▶ WORK INSTRUCTION
Give an exact copy of the line that has "of the chandelier" and of every line below it, through the last, with nothing else.
Start of SUPPLIED RECORDS
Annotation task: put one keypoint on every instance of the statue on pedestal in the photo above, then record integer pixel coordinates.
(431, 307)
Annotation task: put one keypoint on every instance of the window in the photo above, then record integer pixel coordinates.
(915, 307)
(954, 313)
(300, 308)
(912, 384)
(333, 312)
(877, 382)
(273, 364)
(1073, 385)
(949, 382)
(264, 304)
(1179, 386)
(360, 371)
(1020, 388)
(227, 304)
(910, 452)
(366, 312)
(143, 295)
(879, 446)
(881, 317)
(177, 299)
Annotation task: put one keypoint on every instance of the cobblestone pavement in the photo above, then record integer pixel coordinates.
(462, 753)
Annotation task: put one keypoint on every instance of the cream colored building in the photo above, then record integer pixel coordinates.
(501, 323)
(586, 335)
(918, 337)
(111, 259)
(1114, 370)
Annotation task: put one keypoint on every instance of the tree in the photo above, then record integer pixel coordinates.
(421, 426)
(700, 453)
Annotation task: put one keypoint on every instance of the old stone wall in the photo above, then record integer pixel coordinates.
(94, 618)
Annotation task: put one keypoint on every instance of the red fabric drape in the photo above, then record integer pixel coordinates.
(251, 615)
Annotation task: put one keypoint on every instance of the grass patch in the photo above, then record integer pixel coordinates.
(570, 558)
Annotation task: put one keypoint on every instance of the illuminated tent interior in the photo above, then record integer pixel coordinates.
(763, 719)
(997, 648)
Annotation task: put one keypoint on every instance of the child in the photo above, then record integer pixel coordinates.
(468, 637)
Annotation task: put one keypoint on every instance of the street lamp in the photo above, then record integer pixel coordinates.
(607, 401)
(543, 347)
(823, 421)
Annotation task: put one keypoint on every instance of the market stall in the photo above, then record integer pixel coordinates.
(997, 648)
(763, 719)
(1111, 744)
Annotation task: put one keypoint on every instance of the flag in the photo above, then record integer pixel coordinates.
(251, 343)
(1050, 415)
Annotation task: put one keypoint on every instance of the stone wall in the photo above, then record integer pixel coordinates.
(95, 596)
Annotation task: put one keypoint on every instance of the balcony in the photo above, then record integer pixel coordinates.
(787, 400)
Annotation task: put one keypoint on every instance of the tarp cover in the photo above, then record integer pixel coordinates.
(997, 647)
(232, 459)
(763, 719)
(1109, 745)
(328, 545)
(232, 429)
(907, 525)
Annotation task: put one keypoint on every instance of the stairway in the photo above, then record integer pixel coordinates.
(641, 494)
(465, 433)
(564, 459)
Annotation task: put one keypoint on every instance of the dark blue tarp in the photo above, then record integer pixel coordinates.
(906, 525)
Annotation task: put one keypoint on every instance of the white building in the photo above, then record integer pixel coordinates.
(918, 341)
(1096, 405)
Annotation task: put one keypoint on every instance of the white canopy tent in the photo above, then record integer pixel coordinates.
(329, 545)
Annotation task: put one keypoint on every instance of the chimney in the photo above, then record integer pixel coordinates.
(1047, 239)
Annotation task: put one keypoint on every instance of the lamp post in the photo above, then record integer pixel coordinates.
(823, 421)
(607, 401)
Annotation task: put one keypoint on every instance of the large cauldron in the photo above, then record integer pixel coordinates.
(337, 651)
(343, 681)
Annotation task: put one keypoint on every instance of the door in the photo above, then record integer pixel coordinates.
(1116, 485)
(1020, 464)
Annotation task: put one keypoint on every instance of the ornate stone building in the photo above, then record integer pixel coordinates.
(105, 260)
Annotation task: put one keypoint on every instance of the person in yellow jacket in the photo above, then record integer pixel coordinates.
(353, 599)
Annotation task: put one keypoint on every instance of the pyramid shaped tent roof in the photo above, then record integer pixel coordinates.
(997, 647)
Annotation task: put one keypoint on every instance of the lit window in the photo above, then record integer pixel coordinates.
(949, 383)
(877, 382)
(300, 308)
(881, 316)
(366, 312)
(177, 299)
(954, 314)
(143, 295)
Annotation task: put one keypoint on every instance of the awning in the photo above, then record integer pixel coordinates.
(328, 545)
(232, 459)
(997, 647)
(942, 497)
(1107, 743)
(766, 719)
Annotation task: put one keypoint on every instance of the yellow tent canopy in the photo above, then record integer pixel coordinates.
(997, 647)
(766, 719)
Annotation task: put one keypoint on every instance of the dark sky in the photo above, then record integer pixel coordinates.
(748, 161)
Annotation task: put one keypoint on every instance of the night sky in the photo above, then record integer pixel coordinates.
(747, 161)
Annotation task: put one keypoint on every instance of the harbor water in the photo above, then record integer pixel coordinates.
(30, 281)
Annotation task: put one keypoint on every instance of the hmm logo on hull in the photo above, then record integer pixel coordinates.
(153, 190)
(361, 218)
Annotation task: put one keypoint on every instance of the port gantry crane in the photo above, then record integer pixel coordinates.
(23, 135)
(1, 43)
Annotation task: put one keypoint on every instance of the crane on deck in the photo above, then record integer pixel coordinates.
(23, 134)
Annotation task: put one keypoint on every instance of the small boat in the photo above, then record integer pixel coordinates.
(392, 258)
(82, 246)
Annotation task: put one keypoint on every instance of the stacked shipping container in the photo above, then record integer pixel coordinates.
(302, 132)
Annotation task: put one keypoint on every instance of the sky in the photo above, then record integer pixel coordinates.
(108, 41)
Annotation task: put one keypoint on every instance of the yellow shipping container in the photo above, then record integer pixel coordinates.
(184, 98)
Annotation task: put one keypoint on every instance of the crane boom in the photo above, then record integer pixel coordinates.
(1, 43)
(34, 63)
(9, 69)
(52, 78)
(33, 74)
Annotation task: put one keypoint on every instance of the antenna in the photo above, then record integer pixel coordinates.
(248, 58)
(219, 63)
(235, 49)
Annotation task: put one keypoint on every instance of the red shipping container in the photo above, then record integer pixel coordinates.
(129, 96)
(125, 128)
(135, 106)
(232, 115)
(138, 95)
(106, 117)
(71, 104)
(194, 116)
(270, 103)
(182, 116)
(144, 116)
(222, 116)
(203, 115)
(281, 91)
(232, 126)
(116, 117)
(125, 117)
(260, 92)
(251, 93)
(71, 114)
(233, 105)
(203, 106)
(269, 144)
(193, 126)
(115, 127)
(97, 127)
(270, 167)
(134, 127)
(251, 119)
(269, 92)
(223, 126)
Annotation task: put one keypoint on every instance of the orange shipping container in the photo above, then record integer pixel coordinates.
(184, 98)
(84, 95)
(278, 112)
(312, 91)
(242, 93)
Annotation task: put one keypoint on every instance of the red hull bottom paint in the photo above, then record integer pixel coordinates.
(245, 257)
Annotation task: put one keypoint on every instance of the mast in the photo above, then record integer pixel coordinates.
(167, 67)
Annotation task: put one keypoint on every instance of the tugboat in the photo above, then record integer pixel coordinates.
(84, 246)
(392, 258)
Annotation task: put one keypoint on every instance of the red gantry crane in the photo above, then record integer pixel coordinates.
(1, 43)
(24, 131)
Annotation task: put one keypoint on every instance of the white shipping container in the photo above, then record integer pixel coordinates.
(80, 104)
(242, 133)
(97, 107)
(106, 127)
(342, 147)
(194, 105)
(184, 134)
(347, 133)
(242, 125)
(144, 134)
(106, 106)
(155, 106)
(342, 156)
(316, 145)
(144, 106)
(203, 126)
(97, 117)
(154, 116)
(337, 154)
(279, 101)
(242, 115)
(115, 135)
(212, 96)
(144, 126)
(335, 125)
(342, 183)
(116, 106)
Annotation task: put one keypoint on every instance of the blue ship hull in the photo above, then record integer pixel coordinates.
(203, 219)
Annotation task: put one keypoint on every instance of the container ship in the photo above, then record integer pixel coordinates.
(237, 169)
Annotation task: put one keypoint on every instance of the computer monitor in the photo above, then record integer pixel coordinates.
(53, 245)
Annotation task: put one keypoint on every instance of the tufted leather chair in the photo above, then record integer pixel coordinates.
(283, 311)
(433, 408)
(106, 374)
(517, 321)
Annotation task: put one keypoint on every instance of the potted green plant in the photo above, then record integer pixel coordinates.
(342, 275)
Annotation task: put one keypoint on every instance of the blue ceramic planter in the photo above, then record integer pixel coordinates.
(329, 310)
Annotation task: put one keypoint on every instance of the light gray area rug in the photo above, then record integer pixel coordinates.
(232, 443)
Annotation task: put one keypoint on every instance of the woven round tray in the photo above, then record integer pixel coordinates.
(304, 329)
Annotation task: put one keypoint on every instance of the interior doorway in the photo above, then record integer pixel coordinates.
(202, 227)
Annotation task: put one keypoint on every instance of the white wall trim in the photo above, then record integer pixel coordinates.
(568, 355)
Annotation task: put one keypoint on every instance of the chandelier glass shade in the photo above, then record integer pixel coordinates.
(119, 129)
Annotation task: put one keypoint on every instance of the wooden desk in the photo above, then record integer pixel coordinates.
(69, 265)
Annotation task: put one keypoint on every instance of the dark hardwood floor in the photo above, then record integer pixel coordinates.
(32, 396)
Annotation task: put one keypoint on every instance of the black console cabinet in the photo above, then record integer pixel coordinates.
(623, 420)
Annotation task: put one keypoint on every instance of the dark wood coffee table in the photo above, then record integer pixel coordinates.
End of SUPPLIED RECORDS
▶ SOLUTION
Annotation task: put one keypoint on every instance of the chandelier glass shade in the photo above, then record integer pixel coordinates.
(119, 129)
Annotation task: put one keypoint on every instance of the wooden desk in the photo above, then record integer pixel coordinates.
(69, 265)
Annotation task: put one keypoint on every instance of the dark hardwood floor in the photo above, then record integer pixel coordinates.
(32, 396)
Annotation task: put one keypoint on every instance of the black console cabinet in the photo above, then record integer pixel coordinates.
(623, 420)
Annotation task: put one keypoint on every instance of the dark wood coffee table in the photo above, then record integer pixel coordinates.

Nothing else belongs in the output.